Your Cubicle as Theater of Cruelty

You made a comment to a colleague the other day that one could hear more sighs than breaths in the pantry, where people escape from their desks to load up on caffeine beverages, or simply to walk it off for a moment. Yes, business is good, one supposes, if everyone’s so busy all of the time, but there’s an extra sense of exasperation in the air. No one thinks they have the necessary resources to do their work properly, or sales has contributed to the fiasco by overselling and promising the world. Expectations are high, something more appropriate perhaps in a Harry Potter world, impossible to meet, or even to provide moderate disappointment. Yet, the board of directors has offered C-level management huge incentives to cut costs further.

It all begins to form an agonizing and gyrating spectacle of increasing hysteria, of sinking deeper into impossibility. One wonders what can be done, where to go, whether there’s another job out there…

But alas, it’s happening everywhere. Every bank and software company, every startup and green grocer. Everyone is panting for breath, out of breath, or passed out from holding their breath too long.

===============

> SHORT EXERCISE 1
Find every line in the listing below that contains the string "panel", and copy each one out in full.

> DATA ENTRIES
===============

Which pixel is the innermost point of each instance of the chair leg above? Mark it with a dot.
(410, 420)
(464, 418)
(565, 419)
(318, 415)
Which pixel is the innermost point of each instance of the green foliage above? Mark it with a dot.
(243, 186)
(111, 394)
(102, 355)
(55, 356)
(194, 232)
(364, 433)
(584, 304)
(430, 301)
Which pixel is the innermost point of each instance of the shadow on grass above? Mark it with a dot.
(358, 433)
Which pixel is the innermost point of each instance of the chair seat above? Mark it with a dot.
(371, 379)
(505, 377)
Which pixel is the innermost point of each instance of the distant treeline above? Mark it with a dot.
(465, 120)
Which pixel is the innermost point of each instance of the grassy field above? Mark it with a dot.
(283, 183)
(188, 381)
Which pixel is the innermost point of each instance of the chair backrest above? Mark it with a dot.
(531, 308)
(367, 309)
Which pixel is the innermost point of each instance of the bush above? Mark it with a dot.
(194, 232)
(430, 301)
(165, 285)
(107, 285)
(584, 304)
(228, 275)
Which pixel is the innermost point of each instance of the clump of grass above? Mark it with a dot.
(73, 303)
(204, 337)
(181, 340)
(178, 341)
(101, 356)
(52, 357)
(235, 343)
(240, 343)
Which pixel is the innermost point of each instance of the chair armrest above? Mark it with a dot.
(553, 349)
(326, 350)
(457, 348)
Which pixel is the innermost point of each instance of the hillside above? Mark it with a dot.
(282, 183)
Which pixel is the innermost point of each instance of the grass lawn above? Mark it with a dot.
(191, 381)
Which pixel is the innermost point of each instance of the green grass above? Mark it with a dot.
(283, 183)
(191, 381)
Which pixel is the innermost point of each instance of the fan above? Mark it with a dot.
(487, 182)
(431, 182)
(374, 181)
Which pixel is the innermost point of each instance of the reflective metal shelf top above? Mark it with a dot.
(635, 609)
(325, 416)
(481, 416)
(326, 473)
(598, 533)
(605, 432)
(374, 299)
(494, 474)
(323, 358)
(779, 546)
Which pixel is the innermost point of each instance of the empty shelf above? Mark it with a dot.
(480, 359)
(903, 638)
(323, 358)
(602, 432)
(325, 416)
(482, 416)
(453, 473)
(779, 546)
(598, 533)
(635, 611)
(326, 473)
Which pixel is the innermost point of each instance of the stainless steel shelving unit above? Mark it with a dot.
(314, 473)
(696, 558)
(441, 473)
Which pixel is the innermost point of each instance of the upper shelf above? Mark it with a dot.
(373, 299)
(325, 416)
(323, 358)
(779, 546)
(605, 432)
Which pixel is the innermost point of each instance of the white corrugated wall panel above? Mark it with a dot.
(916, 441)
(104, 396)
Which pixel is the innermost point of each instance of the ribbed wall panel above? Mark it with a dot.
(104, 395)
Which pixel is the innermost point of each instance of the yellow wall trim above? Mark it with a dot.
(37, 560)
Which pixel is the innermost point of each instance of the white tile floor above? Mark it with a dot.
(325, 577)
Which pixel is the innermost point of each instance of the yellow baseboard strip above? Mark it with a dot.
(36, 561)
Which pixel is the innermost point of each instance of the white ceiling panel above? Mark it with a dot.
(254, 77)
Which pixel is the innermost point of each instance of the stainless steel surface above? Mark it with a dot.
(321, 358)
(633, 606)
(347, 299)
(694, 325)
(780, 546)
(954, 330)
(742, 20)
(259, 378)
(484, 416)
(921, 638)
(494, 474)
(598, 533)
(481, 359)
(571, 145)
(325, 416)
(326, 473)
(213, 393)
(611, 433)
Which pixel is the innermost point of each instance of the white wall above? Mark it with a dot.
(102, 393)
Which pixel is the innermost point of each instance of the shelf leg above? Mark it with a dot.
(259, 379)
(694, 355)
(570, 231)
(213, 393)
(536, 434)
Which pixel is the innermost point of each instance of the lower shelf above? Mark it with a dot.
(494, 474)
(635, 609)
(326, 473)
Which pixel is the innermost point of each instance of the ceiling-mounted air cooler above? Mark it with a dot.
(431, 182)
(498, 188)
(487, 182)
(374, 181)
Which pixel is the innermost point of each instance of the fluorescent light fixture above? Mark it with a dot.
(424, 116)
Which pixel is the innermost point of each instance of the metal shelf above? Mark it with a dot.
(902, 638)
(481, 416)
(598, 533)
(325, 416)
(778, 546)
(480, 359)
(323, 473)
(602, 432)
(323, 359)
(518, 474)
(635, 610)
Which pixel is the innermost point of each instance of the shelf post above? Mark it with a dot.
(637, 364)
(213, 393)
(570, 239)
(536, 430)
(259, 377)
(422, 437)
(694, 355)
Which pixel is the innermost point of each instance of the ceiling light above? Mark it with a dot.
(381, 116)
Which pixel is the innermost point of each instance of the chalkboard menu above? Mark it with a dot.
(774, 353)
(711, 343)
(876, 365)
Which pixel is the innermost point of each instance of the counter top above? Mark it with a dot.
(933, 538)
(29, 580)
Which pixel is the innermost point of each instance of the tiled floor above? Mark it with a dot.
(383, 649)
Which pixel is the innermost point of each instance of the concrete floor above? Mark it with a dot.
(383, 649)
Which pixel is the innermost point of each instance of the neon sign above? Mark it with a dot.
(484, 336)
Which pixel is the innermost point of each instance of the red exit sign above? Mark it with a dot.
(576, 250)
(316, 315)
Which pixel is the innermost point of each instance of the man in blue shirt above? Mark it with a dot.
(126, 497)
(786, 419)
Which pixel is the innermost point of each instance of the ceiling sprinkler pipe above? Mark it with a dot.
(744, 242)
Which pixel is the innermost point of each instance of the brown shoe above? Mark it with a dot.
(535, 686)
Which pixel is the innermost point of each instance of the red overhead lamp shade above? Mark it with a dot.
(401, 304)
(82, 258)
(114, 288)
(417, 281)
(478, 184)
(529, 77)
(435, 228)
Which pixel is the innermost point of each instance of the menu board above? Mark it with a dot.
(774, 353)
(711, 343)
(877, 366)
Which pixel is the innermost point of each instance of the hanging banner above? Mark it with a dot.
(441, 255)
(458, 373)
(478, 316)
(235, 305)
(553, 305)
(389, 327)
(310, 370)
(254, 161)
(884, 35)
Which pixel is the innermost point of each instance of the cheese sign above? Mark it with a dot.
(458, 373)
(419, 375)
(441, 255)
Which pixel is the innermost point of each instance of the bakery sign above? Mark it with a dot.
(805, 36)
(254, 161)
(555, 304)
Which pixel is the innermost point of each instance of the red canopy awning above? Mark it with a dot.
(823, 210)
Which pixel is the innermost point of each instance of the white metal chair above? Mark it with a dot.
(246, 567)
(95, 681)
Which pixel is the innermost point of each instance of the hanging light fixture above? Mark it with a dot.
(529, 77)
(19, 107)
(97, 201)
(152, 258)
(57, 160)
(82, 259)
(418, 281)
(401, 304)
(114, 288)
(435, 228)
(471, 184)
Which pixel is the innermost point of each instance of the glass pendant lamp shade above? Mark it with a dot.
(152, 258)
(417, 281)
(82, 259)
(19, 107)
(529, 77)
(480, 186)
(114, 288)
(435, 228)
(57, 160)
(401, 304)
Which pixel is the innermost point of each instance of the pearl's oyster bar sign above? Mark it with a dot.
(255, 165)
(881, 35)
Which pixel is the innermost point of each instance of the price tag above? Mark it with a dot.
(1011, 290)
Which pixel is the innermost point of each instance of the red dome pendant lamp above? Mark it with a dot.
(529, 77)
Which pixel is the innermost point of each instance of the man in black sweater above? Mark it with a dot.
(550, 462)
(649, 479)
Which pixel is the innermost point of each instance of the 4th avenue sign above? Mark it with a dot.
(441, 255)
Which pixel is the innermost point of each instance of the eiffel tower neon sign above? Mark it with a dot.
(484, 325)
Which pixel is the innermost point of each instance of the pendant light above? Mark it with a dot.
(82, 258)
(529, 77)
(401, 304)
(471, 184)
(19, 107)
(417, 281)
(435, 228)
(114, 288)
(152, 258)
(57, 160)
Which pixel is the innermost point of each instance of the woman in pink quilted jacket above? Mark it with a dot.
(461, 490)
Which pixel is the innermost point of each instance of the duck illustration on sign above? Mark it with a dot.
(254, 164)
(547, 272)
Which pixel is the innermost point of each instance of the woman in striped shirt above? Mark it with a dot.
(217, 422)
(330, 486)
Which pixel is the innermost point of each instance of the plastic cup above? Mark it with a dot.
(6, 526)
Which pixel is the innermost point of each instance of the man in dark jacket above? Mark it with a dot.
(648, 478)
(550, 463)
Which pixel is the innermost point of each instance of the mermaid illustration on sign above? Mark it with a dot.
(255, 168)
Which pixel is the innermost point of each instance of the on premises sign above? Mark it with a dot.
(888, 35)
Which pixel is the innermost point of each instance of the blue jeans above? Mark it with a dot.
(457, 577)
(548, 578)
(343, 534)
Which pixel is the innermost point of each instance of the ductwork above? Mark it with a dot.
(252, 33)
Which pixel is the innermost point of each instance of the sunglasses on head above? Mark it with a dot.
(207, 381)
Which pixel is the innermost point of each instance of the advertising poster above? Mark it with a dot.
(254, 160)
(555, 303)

===============

> SHORT EXERCISE 2
Reproduce the cubicle essay word for word, between "But alas, it’s" and "breath too long.", inclusive.

> CORRECT RESPONSE 1
Which pixel is the innermost point of each instance of the white corrugated wall panel above? Mark it with a dot.
Which pixel is the innermost point of each instance of the ribbed wall panel above? Mark it with a dot.
Which pixel is the innermost point of each instance of the white ceiling panel above? Mark it with a dot.

> CORRECT RESPONSE 2
But alas, it’s happening everywhere. Every bank and software company, every startup and green grocer. Everyone is panting for breath, out of breath, or passed out from holding their breath too long.